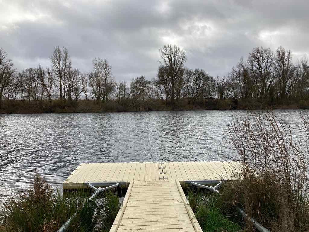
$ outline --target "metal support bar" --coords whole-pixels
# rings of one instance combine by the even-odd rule
[[[222,180],[222,181],[225,181],[225,180]],[[195,183],[198,183],[200,184],[202,183],[205,183],[205,184],[217,184],[218,183],[220,182],[220,181],[218,180],[186,180],[184,182],[184,183],[185,184],[191,184],[192,182],[194,182]]]
[[[194,182],[192,182],[192,184],[193,185],[195,185],[195,186],[201,187],[202,188],[206,188],[207,189],[210,189],[214,192],[216,193],[218,195],[220,195],[220,193],[219,192],[219,191],[218,191],[216,189],[220,186],[221,184],[222,184],[222,183],[223,182],[222,182],[220,181],[216,185],[216,186],[210,186],[210,187],[209,186],[206,186],[205,185],[203,185],[202,184],[198,184],[197,183],[196,183]],[[246,213],[246,212],[243,211],[243,210],[241,209],[239,207],[237,207],[237,209],[240,213],[240,214],[241,214],[241,216],[243,216],[243,217],[244,219],[246,219],[248,217],[248,215],[247,215],[247,214]],[[270,231],[263,227],[262,225],[258,222],[256,221],[252,218],[252,217],[251,218],[249,218],[249,219],[253,224],[254,227],[255,227],[257,230],[260,231],[260,232],[270,232]]]
[[[87,200],[87,201],[86,202],[86,204],[87,204],[90,201],[91,201],[91,200],[93,198],[96,196],[98,194],[101,192],[103,192],[103,191],[107,190],[108,189],[109,189],[111,188],[115,188],[119,185],[119,183],[116,183],[114,184],[113,185],[108,186],[108,187],[107,187],[105,188],[101,188],[99,187],[99,188],[97,188],[93,186],[93,185],[92,184],[89,184],[88,186],[92,189],[95,190],[95,192],[93,194],[91,195],[91,196]],[[63,225],[62,225],[62,226],[59,228],[59,229],[57,231],[57,232],[64,232],[64,231],[66,231],[66,230],[68,228],[69,228],[69,226],[70,225],[70,224],[71,223],[71,221],[72,220],[72,218],[74,217],[77,214],[77,212],[75,212],[74,214],[68,220],[68,221],[66,221],[66,222]]]
[[[93,186],[105,186],[106,185],[113,185],[116,184],[119,184],[120,185],[126,185],[129,183],[128,182],[126,182],[125,181],[119,181],[119,182],[85,182],[85,184],[87,185],[89,185],[89,184],[91,184]]]
[[[96,191],[97,190],[98,190],[98,188],[96,188],[94,186],[92,185],[92,184],[88,184],[88,186],[90,187],[90,188],[92,188],[95,191]]]
[[[217,184],[216,186],[219,186],[218,185],[219,184],[220,184],[220,183],[219,183],[218,184]],[[215,187],[214,187],[214,186],[210,186],[210,187],[209,186],[206,186],[205,185],[203,185],[202,184],[198,184],[197,183],[195,183],[195,182],[193,182],[192,183],[192,184],[193,185],[195,185],[196,186],[198,186],[199,187],[201,187],[202,188],[207,188],[207,189],[210,189],[216,193],[217,194],[219,195],[220,194],[220,193],[219,192],[219,191],[218,191],[218,190],[217,190],[217,189],[216,189],[216,188],[215,188]]]
[[[244,218],[248,218],[247,214],[246,213],[246,212],[243,210],[241,209],[239,207],[237,207],[237,209],[240,212],[241,214]],[[269,230],[265,227],[264,227],[262,225],[258,222],[256,221],[252,218],[252,217],[251,218],[248,218],[253,224],[253,226],[254,226],[254,227],[256,228],[256,230],[260,231],[260,232],[270,232],[270,230]]]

-- -- --

Please show every line of the listing above that contains the word "rule".

# rings of one instance combine by the even-odd rule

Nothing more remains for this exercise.